→ **WHAT YOU ARE ASKED TO DO**
Render everything from the start of the items through the line containing "288 456 L 285", that line included, as a numbered list, leaving out any blank lines.

→ **DATA FOR THIS TASK**
# # # #
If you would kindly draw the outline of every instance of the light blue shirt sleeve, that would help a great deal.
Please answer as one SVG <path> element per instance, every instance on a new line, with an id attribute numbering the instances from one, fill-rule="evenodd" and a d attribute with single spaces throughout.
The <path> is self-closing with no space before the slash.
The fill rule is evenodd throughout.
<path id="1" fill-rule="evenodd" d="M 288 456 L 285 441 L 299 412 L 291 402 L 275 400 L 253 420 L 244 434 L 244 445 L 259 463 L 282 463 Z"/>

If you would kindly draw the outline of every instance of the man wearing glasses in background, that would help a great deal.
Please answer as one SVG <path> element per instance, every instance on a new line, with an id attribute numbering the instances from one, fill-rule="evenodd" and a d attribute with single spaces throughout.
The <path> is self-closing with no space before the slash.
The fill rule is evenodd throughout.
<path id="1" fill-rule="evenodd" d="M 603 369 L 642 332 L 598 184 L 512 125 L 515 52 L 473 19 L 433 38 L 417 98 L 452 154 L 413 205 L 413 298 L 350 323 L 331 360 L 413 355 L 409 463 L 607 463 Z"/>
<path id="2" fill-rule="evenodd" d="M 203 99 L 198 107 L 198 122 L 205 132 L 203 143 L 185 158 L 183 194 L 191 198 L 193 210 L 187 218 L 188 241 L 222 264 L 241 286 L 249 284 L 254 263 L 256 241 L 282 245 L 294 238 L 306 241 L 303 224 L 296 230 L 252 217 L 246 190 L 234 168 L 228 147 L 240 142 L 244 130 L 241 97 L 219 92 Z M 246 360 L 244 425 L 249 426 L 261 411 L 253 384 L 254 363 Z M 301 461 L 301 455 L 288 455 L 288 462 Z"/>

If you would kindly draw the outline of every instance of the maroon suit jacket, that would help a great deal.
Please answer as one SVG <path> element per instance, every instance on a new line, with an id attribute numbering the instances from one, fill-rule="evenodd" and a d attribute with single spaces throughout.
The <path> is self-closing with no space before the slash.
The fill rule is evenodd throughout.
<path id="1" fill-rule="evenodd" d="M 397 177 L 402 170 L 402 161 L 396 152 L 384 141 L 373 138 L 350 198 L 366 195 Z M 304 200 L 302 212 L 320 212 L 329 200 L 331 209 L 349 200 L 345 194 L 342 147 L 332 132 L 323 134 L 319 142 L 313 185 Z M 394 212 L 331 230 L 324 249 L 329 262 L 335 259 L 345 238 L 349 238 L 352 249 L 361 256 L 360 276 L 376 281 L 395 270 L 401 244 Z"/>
# # # #
→ **SOLUTION**
1. If you would kindly draw the outline of every instance of the light blue shirt sleeve, that would help a great deal.
2. Please answer as one SVG <path> element per instance, every instance on a new line, with an id attribute numbering the instances from one, fill-rule="evenodd" and a d attribute with single spaces throughout.
3. The <path> is self-closing with no space before the slash.
4. The fill rule is evenodd throughout.
5. <path id="1" fill-rule="evenodd" d="M 288 456 L 285 441 L 299 412 L 291 402 L 275 400 L 253 420 L 244 434 L 244 445 L 259 463 L 282 463 Z"/>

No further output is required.